# [Required work]
Copy the passage on placebos from "Primo Non Nocere, meaning" up to and including "are more effective.", swapping "brand name placebos" for "branded placebos".

# [Quoted passage]
* * * * *
Many symptoms, like pain and depression, really are amenable to circumstance. It’s not that your pain is all in your head (in the sense that it’s made up), but it’s certainly modified by circumstances. The headache doesn’t seem so bad if you’re distracted, the toothache is tolerable since you’re in such a good mood. The expectation that things which taste of sweet fizzy aspirin make headaches better is likely to make headaches remit with the administration of sweet fizzy things. But that’s not all there is to it.

Telling someone they will feel better (or worse) if they take tablet X is likely to cause it to have that effect, if they believe you. But telling someone that injection X will increase their secretion of growth hormone doesn’t increase their secretion of growth hormone. However, giving an injection that has this effect, then swapping it for an identical (but inactive) injection allows the inactive (placebo) medicine to work. And it still works, even when the patient is told it will have the opposite effect. This is, of course, quite involuntary. The brain has been taught to do something when it gets an injection, and it intends to do it. Imagine teaching a dog to sit, then trying to teach it to ignore the command, just when it’s got the idea of what it should do.

So something really is happening with placebo effects. Recent research has shown that people who respond to placebo painkillers and antidepressants are not just pulling their socks up because the doctor was nice to them. For people who get a strong positive response to their placebo treatment, they are not getting “no treatment”. Their brains are changing their chemicals (not activating the pain sensors, or releasing endorphins, or pumping out the naturally occurring chemicals that relieve pain, or lighten mood). Dopamine, for example, is used to treat Parkinson’s Disease, amongst other things. In patients who respond to placebo treatment, they really are feeling better, because their brain really is producing more dopamine.

Not all maladies respond to placebos, and not all people do either (nor do all people respond to every medicine, of course). And conditioning is significant. A drug can perform much better than placebos in one country, and worse in another, due to local beliefs about the likely efficacy of treatment. When antidepressants first came out, they seemed to work much better than placebos. They now don’t. They work as well as they ever did, but placebos get a much better response. Presumably seeping cultural belief that pills relieve depression makes trial subjects more susceptible to getting better. In fact, the two are about equal (you are as likely to get well on sugar pills as on antidepressants), but there seems to be some difference – recent research suggests that it’s possible to predict which patients will respond to placebo and which won’t based on their brain chemistry.

Primo Non Nocere, meaning “First Do No Harm”, is often cited in defence of placebos. They can’t hurt and may make you feel better. Unlike “real” medicine, which can hurt you and may make you feel better. But I am not sure. Placebo surgery (put the patient under, make an incision, do nothing useful) is effective for some things, but there is surely some risk involved with the anaesthetic and the theatre, and the cost. Believing in medicine which doesn’t work means taking medicine which doesn’t work. It enforces an idea that one should always take a tablet if they feel sick. I remain divided on the topic.

And as to the fizzy aspirin? As far as placebos go, unconscious cultural conditioning is important. In our part of the world the most effective placebos are the more expensive ones; brand name placebos work better than generic looking placebos, more costly placebos are more effective.

More pills work better than less pills, capsules work better than tablets, and colour is important. Yellow placebos are better for depression, blue placebos are better for sedatives. But in Chinese medicine, there is a saying that “no-one trusts pleasant tasting medicine”. It may be all in your mind, of course, but then, the mind is an incredible thing.
* * * * *
# [Supplied records]
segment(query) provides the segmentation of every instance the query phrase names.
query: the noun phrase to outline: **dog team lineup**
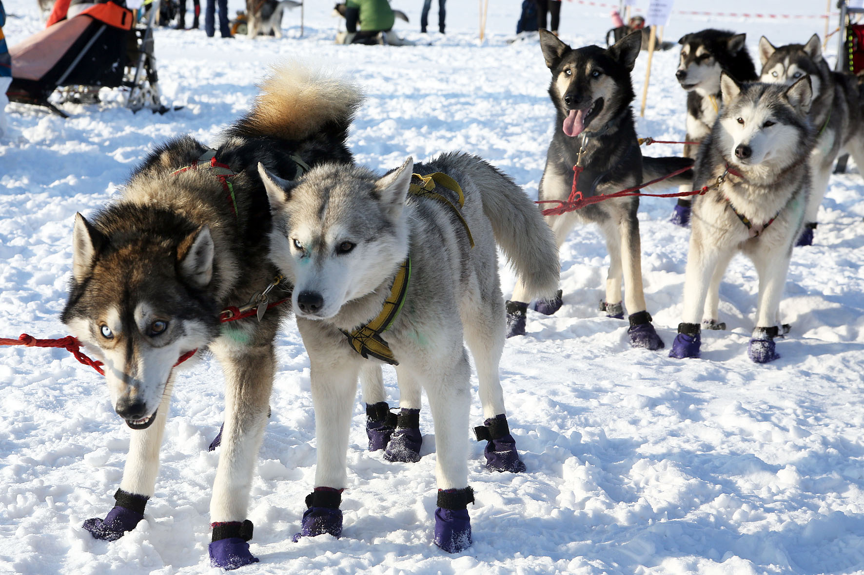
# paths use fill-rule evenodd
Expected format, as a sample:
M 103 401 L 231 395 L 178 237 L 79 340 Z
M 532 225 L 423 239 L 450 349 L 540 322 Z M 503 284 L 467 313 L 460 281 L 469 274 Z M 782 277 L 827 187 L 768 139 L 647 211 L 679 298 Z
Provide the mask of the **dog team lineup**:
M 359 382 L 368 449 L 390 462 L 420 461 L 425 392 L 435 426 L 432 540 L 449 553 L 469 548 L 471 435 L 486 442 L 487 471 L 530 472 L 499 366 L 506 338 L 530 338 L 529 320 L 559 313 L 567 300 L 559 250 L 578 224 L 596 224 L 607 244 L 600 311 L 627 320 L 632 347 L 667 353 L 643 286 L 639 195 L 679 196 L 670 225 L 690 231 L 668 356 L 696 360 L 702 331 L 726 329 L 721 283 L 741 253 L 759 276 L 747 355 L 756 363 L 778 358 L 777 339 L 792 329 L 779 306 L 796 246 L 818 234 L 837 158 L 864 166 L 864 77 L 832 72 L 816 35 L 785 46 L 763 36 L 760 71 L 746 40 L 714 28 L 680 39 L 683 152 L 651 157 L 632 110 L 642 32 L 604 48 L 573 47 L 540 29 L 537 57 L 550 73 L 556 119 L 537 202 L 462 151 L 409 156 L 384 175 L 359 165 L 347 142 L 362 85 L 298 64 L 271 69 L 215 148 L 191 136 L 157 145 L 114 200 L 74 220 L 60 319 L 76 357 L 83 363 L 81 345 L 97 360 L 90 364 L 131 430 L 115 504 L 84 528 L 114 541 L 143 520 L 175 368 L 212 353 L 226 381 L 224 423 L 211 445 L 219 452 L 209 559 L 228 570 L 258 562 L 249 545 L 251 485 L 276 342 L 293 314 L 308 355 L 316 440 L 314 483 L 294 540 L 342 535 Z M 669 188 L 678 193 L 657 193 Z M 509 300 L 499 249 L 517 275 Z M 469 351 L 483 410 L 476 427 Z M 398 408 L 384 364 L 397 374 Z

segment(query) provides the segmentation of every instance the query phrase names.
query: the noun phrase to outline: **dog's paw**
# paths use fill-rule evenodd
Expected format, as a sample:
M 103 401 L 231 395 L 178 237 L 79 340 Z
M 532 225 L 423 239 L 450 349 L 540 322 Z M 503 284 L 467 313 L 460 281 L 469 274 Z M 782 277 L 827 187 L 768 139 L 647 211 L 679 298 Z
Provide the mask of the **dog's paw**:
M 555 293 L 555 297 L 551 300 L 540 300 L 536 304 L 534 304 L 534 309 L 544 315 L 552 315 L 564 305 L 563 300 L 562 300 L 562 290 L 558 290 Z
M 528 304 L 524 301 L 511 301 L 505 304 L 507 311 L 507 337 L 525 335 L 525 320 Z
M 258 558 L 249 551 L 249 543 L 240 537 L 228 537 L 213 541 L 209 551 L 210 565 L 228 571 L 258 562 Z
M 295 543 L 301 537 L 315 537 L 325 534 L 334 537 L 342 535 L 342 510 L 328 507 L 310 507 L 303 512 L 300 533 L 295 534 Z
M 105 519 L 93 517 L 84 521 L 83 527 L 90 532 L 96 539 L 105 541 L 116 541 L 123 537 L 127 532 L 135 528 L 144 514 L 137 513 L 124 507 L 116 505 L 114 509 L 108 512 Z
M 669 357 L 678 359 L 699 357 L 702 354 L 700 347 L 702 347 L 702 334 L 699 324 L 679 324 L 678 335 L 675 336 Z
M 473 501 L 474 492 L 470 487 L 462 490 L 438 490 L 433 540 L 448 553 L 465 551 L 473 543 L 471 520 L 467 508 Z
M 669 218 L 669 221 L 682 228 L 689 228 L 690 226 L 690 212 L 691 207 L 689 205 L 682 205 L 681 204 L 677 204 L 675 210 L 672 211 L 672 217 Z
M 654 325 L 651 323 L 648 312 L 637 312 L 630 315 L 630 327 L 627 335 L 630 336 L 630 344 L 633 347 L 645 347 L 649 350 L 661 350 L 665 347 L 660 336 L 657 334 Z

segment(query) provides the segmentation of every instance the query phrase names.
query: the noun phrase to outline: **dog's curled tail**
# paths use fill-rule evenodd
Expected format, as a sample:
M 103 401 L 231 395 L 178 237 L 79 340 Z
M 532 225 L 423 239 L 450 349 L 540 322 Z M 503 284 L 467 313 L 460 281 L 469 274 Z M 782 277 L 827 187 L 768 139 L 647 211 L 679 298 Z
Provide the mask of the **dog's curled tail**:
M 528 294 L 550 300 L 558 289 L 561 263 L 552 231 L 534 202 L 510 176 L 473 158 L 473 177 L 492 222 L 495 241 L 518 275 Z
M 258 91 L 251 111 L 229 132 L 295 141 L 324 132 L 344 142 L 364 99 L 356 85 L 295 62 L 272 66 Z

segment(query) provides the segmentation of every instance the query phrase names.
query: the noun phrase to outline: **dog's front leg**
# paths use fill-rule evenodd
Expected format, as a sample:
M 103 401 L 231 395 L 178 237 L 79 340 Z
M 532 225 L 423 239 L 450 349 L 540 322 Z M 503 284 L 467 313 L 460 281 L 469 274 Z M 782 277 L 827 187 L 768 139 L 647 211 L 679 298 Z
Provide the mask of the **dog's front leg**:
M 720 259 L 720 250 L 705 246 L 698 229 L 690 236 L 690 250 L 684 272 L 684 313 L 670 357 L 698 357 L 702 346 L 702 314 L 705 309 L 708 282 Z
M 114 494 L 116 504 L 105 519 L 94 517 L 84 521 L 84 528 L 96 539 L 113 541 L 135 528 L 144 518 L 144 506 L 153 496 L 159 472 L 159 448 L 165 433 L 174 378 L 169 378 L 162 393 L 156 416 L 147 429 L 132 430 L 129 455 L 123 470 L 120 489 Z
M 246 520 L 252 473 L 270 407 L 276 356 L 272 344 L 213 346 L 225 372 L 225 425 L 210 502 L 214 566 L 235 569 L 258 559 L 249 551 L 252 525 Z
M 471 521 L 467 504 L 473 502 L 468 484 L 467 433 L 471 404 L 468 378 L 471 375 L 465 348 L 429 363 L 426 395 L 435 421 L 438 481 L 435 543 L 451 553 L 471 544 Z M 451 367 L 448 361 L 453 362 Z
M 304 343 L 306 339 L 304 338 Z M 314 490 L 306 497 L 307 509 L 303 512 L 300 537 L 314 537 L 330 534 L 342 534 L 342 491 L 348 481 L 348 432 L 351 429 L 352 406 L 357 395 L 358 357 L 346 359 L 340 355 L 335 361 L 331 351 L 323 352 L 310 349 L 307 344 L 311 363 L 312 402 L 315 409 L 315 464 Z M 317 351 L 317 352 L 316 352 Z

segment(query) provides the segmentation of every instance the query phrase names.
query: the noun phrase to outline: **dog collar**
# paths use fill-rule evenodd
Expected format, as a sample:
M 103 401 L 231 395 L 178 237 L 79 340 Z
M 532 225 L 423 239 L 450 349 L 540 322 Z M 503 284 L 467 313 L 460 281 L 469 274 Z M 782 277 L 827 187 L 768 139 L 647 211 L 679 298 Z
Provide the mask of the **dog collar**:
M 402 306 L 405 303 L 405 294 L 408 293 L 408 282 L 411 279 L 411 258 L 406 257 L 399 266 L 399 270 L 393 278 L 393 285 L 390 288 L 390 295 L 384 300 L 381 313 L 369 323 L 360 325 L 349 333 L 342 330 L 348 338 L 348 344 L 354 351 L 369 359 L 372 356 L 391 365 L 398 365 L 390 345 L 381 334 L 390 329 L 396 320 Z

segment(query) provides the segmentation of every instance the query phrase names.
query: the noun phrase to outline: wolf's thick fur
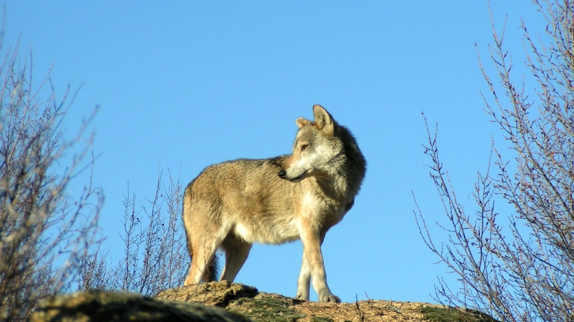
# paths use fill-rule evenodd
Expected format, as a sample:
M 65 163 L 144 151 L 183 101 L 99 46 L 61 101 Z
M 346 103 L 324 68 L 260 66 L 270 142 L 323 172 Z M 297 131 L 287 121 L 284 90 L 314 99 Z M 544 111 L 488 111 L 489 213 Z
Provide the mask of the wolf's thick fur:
* * * * *
# [Answer]
Primo Non Nocere, meaning “First Do No Harm”, is often cited in defence of placebos. They can’t hurt and may make you feel better. Unlike “real” medicine, which can hurt you and may make you feel better. But I am not sure. Placebo surgery (put the patient under, make an incision, do nothing useful) is effective for some things, but there is surely some risk involved with the anaesthetic and the theatre, and the cost. Believing in medicine which doesn’t work means taking medicine which doesn’t work. It enforces an idea that one should always take a tablet if they feel sick. I remain divided on the topic.

And as to the fizzy aspirin? As far as placebos go, unconscious cultural conditioning is important. In our part of the world the most effective placebos are the more expensive ones; branded placebos work better than generic looking placebos, more costly placebos are more effective.